**Work required**:
Please duplicate the Engram-es keyboard layout text word for word, beginning at the words "Engram-es is a" and stopping after "a full description.".
# START OF Supplied passage
Engram-es is a key layout optimized for comfortable and efficient touch typing in Spanish created by Arno Klein with help from Ian Douglas, aMiguel Guzmán, and Nick Gutiérrez. There is open source code based on the original English Engram open source code.
Letters are optimally arranged according to ergonomics factors that promote reduction of lateral finger movements and more efficient typing of high-frequency letter pairs. The most common punctuation marks and special key for diacritical marks (☆) are logically grouped together in the middle columns and numbers are paired with mathematical and logic symbols (shown as pairs of default and Shift-key-accessed characters). See below for a full description.
[ | = ~ + < > ^ & % * ] \
( 1 2 3 4 5 6 7 8 9 0 ) /
Z H O X .: "' M D B J W -_ @#
P I E A ,; ☆ T S N R K
F Y Q U ¿¡ ?! C L V G
☆ + aeiouAEIOU = áéíóúÁÉÍÓÚ (acute accent)
☆ + nN = ñÑ
☆ + cC = çÇ
☆ + Shift + [letter] = [letter] with a diaresis/umlaut: ü
☆ + AltGr + [letter] = [letter] with a grave accent: è
☆ + Shift + AltGr + [letter] = [letter] with a circumflex: â
AltGr + ( = { (open curly brace)
AltGr + ) = } (close curly brace)
AltGr + 5 = « (open quote/comillas)
AltGr + 6 = » (close quote/comillas)
AltGr + - = — (em dash)
AltGr + ' = ` (back tick)
AltGr + . = • (middle dot, or "interpunct")
AltGr + s = $ (dollar currency)
AltGr + e = € (euro currency)
AltGr + l = £ (pound currency)
# END OF Supplied passage
# START OF Supplied information
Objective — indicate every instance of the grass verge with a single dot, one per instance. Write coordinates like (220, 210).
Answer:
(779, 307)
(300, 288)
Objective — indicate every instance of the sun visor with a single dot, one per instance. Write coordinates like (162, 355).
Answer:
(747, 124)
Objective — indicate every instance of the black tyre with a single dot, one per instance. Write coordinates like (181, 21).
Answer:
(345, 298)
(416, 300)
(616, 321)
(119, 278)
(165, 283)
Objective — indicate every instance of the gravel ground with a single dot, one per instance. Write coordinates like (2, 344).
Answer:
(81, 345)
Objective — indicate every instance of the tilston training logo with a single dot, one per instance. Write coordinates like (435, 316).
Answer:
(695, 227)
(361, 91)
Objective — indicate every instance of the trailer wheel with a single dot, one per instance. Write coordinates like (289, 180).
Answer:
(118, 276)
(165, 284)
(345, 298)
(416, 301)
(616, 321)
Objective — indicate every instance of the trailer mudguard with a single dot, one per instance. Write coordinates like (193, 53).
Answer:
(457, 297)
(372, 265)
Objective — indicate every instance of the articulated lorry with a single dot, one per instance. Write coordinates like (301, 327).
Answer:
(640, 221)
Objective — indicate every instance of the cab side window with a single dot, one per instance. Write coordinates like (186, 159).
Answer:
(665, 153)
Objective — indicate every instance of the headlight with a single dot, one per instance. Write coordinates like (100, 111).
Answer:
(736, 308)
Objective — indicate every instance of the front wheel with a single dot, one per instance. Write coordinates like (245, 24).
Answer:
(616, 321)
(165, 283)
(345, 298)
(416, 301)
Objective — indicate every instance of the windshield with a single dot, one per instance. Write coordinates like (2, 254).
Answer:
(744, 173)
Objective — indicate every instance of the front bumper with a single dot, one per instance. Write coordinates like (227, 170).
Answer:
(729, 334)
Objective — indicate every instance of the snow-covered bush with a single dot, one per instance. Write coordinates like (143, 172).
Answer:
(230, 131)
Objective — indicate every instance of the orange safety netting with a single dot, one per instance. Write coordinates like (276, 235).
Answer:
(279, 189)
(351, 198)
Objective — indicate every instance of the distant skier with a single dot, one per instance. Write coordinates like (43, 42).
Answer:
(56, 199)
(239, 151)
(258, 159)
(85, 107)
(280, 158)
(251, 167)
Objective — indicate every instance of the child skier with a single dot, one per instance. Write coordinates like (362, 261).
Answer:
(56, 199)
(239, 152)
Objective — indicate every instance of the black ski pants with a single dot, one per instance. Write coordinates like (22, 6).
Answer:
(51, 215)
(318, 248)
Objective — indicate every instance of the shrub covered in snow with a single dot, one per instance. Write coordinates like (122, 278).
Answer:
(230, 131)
# END OF Supplied information
**Answer for this exercise**:
Engram-es is a key layout optimized for comfortable and efficient touch typing in Spanish created by Arno Klein with help from Ian Douglas, aMiguel Guzmán, and Nick Gutiérrez. There is open source code based on the original English Engram open source code.
Letters are optimally arranged according to ergonomics factors that promote reduction of lateral finger movements and more efficient typing of high-frequency letter pairs. The most common punctuation marks and special key for diacritical marks (☆) are logically grouped together in the middle columns and numbers are paired with mathematical and logic symbols (shown as pairs of default and Shift-key-accessed characters). See below for a full description.